Source passage.

--

With simple kindnesses like access to a bathroom, access to a desk, access to machines, we can progress the American dream at incredible speeds. The other option — the one we have chosen — is that we can say “no” to complex solutions by saying “no” to simple kindness and co-operation. Then, when we can’t figure out why things don’t work ala Costner’s character, we’ll be stumped and helpless.
Now here’s the generational piece: I could give a rat’s behind about bathrooms. They are the least of my worries, as are the rights of transgender people. I would have thought that a group who is probably 1/10th of 1% of the population had nothing to do with me — and I would be wrong. Worrying about bathroom privileges for anybody wasn’t anywhere near the bottom of my list of concerns. So here was a cause I didn’t care about in the slightest and a group of people who never entered my mind. Last year, when the issue of which bathrooms transgender people could use became an issue in North Carolina, I thought I didn’t have time to deal with it. There were bigger fish to fry.

--

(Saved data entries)
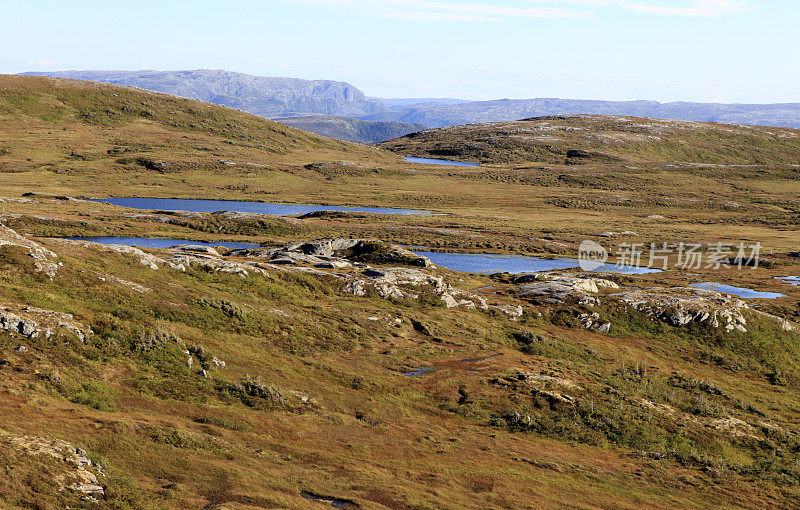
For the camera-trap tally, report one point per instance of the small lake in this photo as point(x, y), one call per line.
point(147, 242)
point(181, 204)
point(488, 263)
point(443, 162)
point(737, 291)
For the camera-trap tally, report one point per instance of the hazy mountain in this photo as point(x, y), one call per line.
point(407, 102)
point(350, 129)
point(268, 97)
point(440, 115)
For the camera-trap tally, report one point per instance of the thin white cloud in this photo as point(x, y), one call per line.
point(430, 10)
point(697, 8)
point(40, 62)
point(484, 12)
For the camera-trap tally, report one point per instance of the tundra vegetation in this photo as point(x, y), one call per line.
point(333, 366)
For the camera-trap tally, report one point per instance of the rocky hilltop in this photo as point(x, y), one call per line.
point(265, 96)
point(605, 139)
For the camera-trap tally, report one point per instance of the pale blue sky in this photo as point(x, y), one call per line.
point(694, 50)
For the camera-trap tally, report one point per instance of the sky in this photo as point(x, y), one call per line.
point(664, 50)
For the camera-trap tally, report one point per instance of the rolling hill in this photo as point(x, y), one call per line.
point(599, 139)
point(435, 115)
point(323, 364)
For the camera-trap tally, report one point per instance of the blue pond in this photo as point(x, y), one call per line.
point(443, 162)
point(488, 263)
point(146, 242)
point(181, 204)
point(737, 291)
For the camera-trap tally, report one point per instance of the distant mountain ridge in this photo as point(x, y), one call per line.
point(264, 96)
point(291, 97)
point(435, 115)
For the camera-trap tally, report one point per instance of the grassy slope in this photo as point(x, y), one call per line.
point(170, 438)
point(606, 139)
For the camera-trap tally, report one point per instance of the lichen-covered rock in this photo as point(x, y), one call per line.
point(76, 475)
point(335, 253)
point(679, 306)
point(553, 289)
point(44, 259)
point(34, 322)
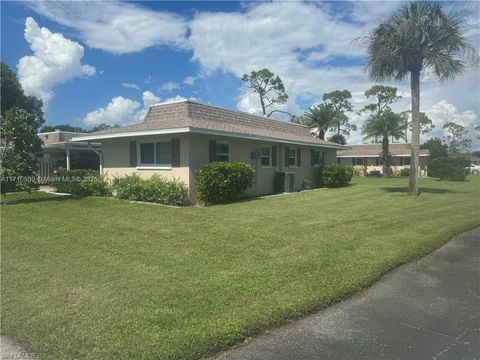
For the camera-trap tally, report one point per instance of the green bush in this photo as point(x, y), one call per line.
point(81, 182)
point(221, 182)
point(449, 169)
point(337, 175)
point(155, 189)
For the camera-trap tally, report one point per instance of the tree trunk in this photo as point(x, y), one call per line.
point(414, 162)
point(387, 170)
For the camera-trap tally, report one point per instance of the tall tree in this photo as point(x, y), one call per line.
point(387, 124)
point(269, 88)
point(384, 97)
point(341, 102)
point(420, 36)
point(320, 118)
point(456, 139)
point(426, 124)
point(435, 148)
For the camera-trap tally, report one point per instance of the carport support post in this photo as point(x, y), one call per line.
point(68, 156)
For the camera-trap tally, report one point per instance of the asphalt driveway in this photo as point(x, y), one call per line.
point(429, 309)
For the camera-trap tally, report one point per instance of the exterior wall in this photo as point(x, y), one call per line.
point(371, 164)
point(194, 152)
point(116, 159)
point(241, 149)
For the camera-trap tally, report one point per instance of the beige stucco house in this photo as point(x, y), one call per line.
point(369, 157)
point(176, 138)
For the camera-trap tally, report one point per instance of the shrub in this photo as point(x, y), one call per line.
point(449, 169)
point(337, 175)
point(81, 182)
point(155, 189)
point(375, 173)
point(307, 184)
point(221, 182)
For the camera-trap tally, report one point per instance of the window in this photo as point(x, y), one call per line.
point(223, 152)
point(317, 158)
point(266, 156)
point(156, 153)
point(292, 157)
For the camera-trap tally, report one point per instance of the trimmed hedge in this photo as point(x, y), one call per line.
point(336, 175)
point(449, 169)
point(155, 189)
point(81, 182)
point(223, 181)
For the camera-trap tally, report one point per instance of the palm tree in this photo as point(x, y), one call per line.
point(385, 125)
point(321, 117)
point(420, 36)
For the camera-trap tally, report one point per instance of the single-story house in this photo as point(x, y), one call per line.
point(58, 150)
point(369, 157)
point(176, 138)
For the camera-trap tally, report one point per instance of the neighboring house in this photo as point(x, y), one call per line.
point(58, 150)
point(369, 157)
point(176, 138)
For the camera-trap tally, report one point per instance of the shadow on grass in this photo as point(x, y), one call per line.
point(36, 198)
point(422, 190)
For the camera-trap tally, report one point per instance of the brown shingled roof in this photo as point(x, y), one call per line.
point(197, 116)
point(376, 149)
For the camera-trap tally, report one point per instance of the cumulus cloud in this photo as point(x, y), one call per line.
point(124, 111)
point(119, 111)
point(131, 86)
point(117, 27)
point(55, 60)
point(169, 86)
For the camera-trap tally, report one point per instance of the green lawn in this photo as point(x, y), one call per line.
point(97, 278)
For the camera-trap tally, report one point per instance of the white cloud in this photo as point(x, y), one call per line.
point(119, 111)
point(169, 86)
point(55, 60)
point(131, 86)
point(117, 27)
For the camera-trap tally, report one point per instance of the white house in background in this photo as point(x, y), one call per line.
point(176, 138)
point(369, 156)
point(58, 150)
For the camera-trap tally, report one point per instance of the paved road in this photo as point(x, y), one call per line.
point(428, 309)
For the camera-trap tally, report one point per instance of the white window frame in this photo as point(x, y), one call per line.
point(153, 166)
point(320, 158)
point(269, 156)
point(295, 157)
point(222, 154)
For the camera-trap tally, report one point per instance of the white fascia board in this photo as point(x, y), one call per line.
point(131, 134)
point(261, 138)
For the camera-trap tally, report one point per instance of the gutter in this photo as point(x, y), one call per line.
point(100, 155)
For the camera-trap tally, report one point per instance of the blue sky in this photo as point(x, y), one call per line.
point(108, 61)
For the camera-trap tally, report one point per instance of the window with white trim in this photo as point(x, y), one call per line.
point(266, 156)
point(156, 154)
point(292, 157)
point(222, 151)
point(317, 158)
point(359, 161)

--

What the task requires. Return the entire passage on bathroom access and simple kindness word for word. None of this data is needed.

Written solution.
With simple kindnesses like access to a bathroom, access to a desk, access to machines, we can progress the American dream at incredible speeds. The other option — the one we have chosen — is that we can say “no” to complex solutions by saying “no” to simple kindness and co-operation. Then, when we can’t figure out why things don’t work ala Costner’s character, we’ll be stumped and helpless.
Now here’s the generational piece: I could give a rat’s behind about bathrooms. They are the least of my worries, as are the rights of transgender people. I would have thought that a group who is probably 1/10th of 1% of the population had nothing to do with me — and I would be wrong. Worrying about bathroom privileges for anybody wasn’t anywhere near the bottom of my list of concerns. So here was a cause I didn’t care about in the slightest and a group of people who never entered my mind. Last year, when the issue of which bathrooms transgender people could use became an issue in North Carolina, I thought I didn’t have time to deal with it. There were bigger fish to fry.